[Records from a collection]

──────

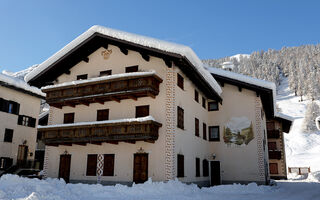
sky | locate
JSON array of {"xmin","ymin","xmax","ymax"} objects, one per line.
[{"xmin": 0, "ymin": 0, "xmax": 320, "ymax": 72}]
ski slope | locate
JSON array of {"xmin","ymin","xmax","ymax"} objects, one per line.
[{"xmin": 276, "ymin": 76, "xmax": 320, "ymax": 172}]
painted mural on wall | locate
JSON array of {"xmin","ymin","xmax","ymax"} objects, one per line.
[{"xmin": 223, "ymin": 116, "xmax": 254, "ymax": 146}]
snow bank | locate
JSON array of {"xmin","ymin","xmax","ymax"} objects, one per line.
[
  {"xmin": 38, "ymin": 116, "xmax": 156, "ymax": 129},
  {"xmin": 0, "ymin": 72, "xmax": 45, "ymax": 97},
  {"xmin": 41, "ymin": 71, "xmax": 157, "ymax": 90},
  {"xmin": 0, "ymin": 175, "xmax": 319, "ymax": 200},
  {"xmin": 25, "ymin": 25, "xmax": 222, "ymax": 96}
]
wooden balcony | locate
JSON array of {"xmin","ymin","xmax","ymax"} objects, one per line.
[
  {"xmin": 267, "ymin": 129, "xmax": 280, "ymax": 139},
  {"xmin": 39, "ymin": 118, "xmax": 162, "ymax": 146},
  {"xmin": 42, "ymin": 73, "xmax": 163, "ymax": 108},
  {"xmin": 269, "ymin": 150, "xmax": 282, "ymax": 160}
]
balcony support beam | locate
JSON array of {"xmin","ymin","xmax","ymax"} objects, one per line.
[{"xmin": 111, "ymin": 96, "xmax": 120, "ymax": 103}]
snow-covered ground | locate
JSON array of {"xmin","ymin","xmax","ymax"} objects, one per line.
[
  {"xmin": 276, "ymin": 76, "xmax": 320, "ymax": 172},
  {"xmin": 0, "ymin": 174, "xmax": 319, "ymax": 200}
]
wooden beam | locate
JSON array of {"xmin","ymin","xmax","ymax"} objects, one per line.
[
  {"xmin": 124, "ymin": 140, "xmax": 135, "ymax": 144},
  {"xmin": 91, "ymin": 141, "xmax": 102, "ymax": 145},
  {"xmin": 140, "ymin": 52, "xmax": 150, "ymax": 61},
  {"xmin": 51, "ymin": 104, "xmax": 62, "ymax": 109},
  {"xmin": 66, "ymin": 102, "xmax": 75, "ymax": 108},
  {"xmin": 107, "ymin": 141, "xmax": 118, "ymax": 145},
  {"xmin": 128, "ymin": 95, "xmax": 137, "ymax": 101},
  {"xmin": 102, "ymin": 43, "xmax": 108, "ymax": 49},
  {"xmin": 147, "ymin": 92, "xmax": 155, "ymax": 99},
  {"xmin": 164, "ymin": 59, "xmax": 172, "ymax": 68},
  {"xmin": 61, "ymin": 143, "xmax": 72, "ymax": 146},
  {"xmin": 47, "ymin": 143, "xmax": 59, "ymax": 147},
  {"xmin": 238, "ymin": 87, "xmax": 242, "ymax": 92},
  {"xmin": 82, "ymin": 57, "xmax": 89, "ymax": 63},
  {"xmin": 145, "ymin": 140, "xmax": 155, "ymax": 143},
  {"xmin": 96, "ymin": 99, "xmax": 105, "ymax": 105},
  {"xmin": 120, "ymin": 47, "xmax": 128, "ymax": 55},
  {"xmin": 79, "ymin": 101, "xmax": 90, "ymax": 106},
  {"xmin": 64, "ymin": 70, "xmax": 71, "ymax": 75},
  {"xmin": 111, "ymin": 96, "xmax": 120, "ymax": 103},
  {"xmin": 74, "ymin": 142, "xmax": 87, "ymax": 146},
  {"xmin": 256, "ymin": 92, "xmax": 260, "ymax": 97}
]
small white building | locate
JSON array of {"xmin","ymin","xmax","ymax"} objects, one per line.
[{"xmin": 0, "ymin": 73, "xmax": 44, "ymax": 173}]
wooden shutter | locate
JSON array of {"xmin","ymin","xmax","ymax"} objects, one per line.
[
  {"xmin": 203, "ymin": 123, "xmax": 207, "ymax": 140},
  {"xmin": 196, "ymin": 157, "xmax": 200, "ymax": 177},
  {"xmin": 29, "ymin": 117, "xmax": 36, "ymax": 128},
  {"xmin": 268, "ymin": 142, "xmax": 277, "ymax": 150},
  {"xmin": 125, "ymin": 65, "xmax": 138, "ymax": 73},
  {"xmin": 269, "ymin": 163, "xmax": 278, "ymax": 174},
  {"xmin": 177, "ymin": 154, "xmax": 184, "ymax": 177},
  {"xmin": 12, "ymin": 101, "xmax": 20, "ymax": 115},
  {"xmin": 135, "ymin": 105, "xmax": 150, "ymax": 118},
  {"xmin": 17, "ymin": 115, "xmax": 23, "ymax": 125},
  {"xmin": 202, "ymin": 97, "xmax": 206, "ymax": 108},
  {"xmin": 194, "ymin": 90, "xmax": 199, "ymax": 102},
  {"xmin": 177, "ymin": 106, "xmax": 184, "ymax": 129},
  {"xmin": 64, "ymin": 113, "xmax": 74, "ymax": 124},
  {"xmin": 103, "ymin": 154, "xmax": 114, "ymax": 176},
  {"xmin": 97, "ymin": 109, "xmax": 109, "ymax": 121},
  {"xmin": 203, "ymin": 159, "xmax": 209, "ymax": 177},
  {"xmin": 86, "ymin": 154, "xmax": 97, "ymax": 176},
  {"xmin": 195, "ymin": 118, "xmax": 199, "ymax": 137},
  {"xmin": 4, "ymin": 129, "xmax": 13, "ymax": 142},
  {"xmin": 177, "ymin": 73, "xmax": 184, "ymax": 89}
]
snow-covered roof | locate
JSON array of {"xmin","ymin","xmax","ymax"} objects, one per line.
[
  {"xmin": 206, "ymin": 66, "xmax": 277, "ymax": 117},
  {"xmin": 275, "ymin": 112, "xmax": 294, "ymax": 122},
  {"xmin": 39, "ymin": 109, "xmax": 49, "ymax": 119},
  {"xmin": 24, "ymin": 25, "xmax": 222, "ymax": 96},
  {"xmin": 41, "ymin": 71, "xmax": 158, "ymax": 90},
  {"xmin": 38, "ymin": 116, "xmax": 156, "ymax": 129},
  {"xmin": 0, "ymin": 73, "xmax": 45, "ymax": 98},
  {"xmin": 2, "ymin": 64, "xmax": 39, "ymax": 80}
]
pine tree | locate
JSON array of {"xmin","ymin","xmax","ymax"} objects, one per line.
[{"xmin": 303, "ymin": 102, "xmax": 320, "ymax": 132}]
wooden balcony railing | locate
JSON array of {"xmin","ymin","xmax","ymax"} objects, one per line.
[
  {"xmin": 42, "ymin": 73, "xmax": 163, "ymax": 108},
  {"xmin": 267, "ymin": 129, "xmax": 280, "ymax": 139},
  {"xmin": 39, "ymin": 118, "xmax": 162, "ymax": 146},
  {"xmin": 268, "ymin": 150, "xmax": 282, "ymax": 160}
]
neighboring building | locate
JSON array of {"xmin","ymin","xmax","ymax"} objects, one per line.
[
  {"xmin": 266, "ymin": 114, "xmax": 292, "ymax": 180},
  {"xmin": 26, "ymin": 26, "xmax": 286, "ymax": 186},
  {"xmin": 0, "ymin": 73, "xmax": 44, "ymax": 173}
]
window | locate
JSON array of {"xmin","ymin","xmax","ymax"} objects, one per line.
[
  {"xmin": 86, "ymin": 154, "xmax": 97, "ymax": 176},
  {"xmin": 0, "ymin": 98, "xmax": 19, "ymax": 115},
  {"xmin": 4, "ymin": 129, "xmax": 13, "ymax": 143},
  {"xmin": 177, "ymin": 73, "xmax": 184, "ymax": 90},
  {"xmin": 268, "ymin": 142, "xmax": 277, "ymax": 150},
  {"xmin": 63, "ymin": 113, "xmax": 74, "ymax": 124},
  {"xmin": 195, "ymin": 118, "xmax": 199, "ymax": 137},
  {"xmin": 18, "ymin": 115, "xmax": 36, "ymax": 127},
  {"xmin": 195, "ymin": 157, "xmax": 200, "ymax": 177},
  {"xmin": 100, "ymin": 70, "xmax": 112, "ymax": 76},
  {"xmin": 125, "ymin": 65, "xmax": 138, "ymax": 73},
  {"xmin": 209, "ymin": 126, "xmax": 220, "ymax": 141},
  {"xmin": 177, "ymin": 106, "xmax": 184, "ymax": 129},
  {"xmin": 194, "ymin": 90, "xmax": 199, "ymax": 102},
  {"xmin": 77, "ymin": 74, "xmax": 88, "ymax": 80},
  {"xmin": 136, "ymin": 105, "xmax": 150, "ymax": 118},
  {"xmin": 203, "ymin": 159, "xmax": 209, "ymax": 177},
  {"xmin": 267, "ymin": 122, "xmax": 276, "ymax": 130},
  {"xmin": 203, "ymin": 123, "xmax": 207, "ymax": 140},
  {"xmin": 202, "ymin": 97, "xmax": 206, "ymax": 109},
  {"xmin": 269, "ymin": 163, "xmax": 278, "ymax": 174},
  {"xmin": 208, "ymin": 101, "xmax": 219, "ymax": 111},
  {"xmin": 97, "ymin": 109, "xmax": 109, "ymax": 121},
  {"xmin": 103, "ymin": 154, "xmax": 115, "ymax": 176},
  {"xmin": 177, "ymin": 154, "xmax": 184, "ymax": 177}
]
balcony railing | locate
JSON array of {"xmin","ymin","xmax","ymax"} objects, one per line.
[
  {"xmin": 39, "ymin": 117, "xmax": 162, "ymax": 146},
  {"xmin": 42, "ymin": 72, "xmax": 163, "ymax": 108},
  {"xmin": 268, "ymin": 150, "xmax": 282, "ymax": 160},
  {"xmin": 267, "ymin": 129, "xmax": 280, "ymax": 139}
]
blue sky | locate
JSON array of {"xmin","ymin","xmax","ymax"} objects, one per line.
[{"xmin": 0, "ymin": 0, "xmax": 319, "ymax": 72}]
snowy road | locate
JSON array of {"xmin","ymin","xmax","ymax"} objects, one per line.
[{"xmin": 0, "ymin": 175, "xmax": 319, "ymax": 200}]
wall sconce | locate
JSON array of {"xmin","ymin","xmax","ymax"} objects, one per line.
[
  {"xmin": 63, "ymin": 150, "xmax": 68, "ymax": 155},
  {"xmin": 212, "ymin": 154, "xmax": 216, "ymax": 160}
]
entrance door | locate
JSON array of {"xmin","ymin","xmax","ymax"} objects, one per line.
[
  {"xmin": 17, "ymin": 145, "xmax": 28, "ymax": 167},
  {"xmin": 210, "ymin": 161, "xmax": 221, "ymax": 186},
  {"xmin": 59, "ymin": 155, "xmax": 71, "ymax": 183},
  {"xmin": 133, "ymin": 153, "xmax": 148, "ymax": 184}
]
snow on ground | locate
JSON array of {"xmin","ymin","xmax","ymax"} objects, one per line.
[
  {"xmin": 0, "ymin": 175, "xmax": 319, "ymax": 200},
  {"xmin": 276, "ymin": 75, "xmax": 320, "ymax": 172}
]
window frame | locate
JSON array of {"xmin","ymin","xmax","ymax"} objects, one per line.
[
  {"xmin": 203, "ymin": 123, "xmax": 207, "ymax": 140},
  {"xmin": 63, "ymin": 113, "xmax": 75, "ymax": 124},
  {"xmin": 209, "ymin": 126, "xmax": 220, "ymax": 141},
  {"xmin": 208, "ymin": 101, "xmax": 219, "ymax": 111},
  {"xmin": 77, "ymin": 74, "xmax": 88, "ymax": 80},
  {"xmin": 177, "ymin": 106, "xmax": 184, "ymax": 130},
  {"xmin": 202, "ymin": 97, "xmax": 206, "ymax": 109},
  {"xmin": 195, "ymin": 118, "xmax": 199, "ymax": 137},
  {"xmin": 97, "ymin": 109, "xmax": 109, "ymax": 121},
  {"xmin": 103, "ymin": 154, "xmax": 115, "ymax": 176},
  {"xmin": 4, "ymin": 128, "xmax": 13, "ymax": 143},
  {"xmin": 125, "ymin": 65, "xmax": 138, "ymax": 73},
  {"xmin": 194, "ymin": 90, "xmax": 199, "ymax": 102},
  {"xmin": 177, "ymin": 73, "xmax": 184, "ymax": 90},
  {"xmin": 135, "ymin": 105, "xmax": 150, "ymax": 118}
]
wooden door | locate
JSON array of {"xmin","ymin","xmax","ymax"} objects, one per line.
[
  {"xmin": 59, "ymin": 155, "xmax": 71, "ymax": 183},
  {"xmin": 17, "ymin": 145, "xmax": 28, "ymax": 166},
  {"xmin": 269, "ymin": 163, "xmax": 278, "ymax": 174},
  {"xmin": 210, "ymin": 161, "xmax": 221, "ymax": 186},
  {"xmin": 133, "ymin": 153, "xmax": 148, "ymax": 184}
]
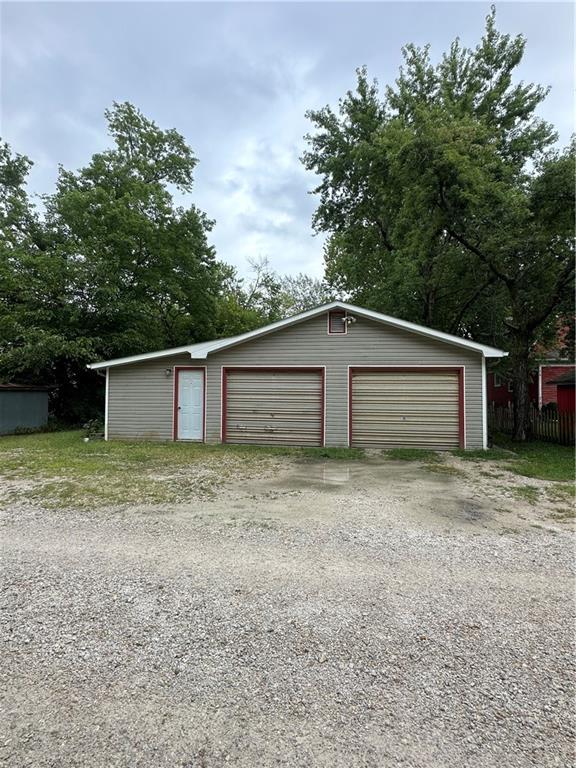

──────

Exercise prompt: Without the pictures, write out the lines from the beginning of the entries through the line with "wooden beam | locate".

Solution below:
sky | locate
JSON array of {"xmin","ymin","xmax","ymax"} objects, one per line.
[{"xmin": 0, "ymin": 0, "xmax": 320, "ymax": 72}]
ski slope | locate
JSON array of {"xmin","ymin","xmax","ymax"} objects, one per line.
[{"xmin": 276, "ymin": 76, "xmax": 320, "ymax": 172}]
painted mural on wall | locate
JSON array of {"xmin","ymin","xmax","ymax"} objects, one per line.
[{"xmin": 223, "ymin": 116, "xmax": 254, "ymax": 146}]
snow bank | locate
JSON array of {"xmin","ymin","xmax","ymax"} objects, one per line.
[
  {"xmin": 38, "ymin": 116, "xmax": 156, "ymax": 129},
  {"xmin": 0, "ymin": 72, "xmax": 45, "ymax": 97},
  {"xmin": 41, "ymin": 71, "xmax": 157, "ymax": 90},
  {"xmin": 0, "ymin": 175, "xmax": 319, "ymax": 200},
  {"xmin": 25, "ymin": 25, "xmax": 222, "ymax": 96}
]
wooden balcony | locate
JSON array of {"xmin","ymin","xmax","ymax"} objects, one per line.
[
  {"xmin": 267, "ymin": 129, "xmax": 280, "ymax": 139},
  {"xmin": 39, "ymin": 118, "xmax": 162, "ymax": 146},
  {"xmin": 42, "ymin": 73, "xmax": 163, "ymax": 108},
  {"xmin": 269, "ymin": 150, "xmax": 282, "ymax": 160}
]
balcony support beam | locate
JSON array of {"xmin","ymin","xmax","ymax"} objects, one per line.
[{"xmin": 111, "ymin": 96, "xmax": 120, "ymax": 103}]
snow-covered ground | locate
JSON array of {"xmin","ymin","xmax","ymax"} objects, one per line.
[
  {"xmin": 276, "ymin": 76, "xmax": 320, "ymax": 172},
  {"xmin": 0, "ymin": 174, "xmax": 319, "ymax": 200}
]
wooden beam | locate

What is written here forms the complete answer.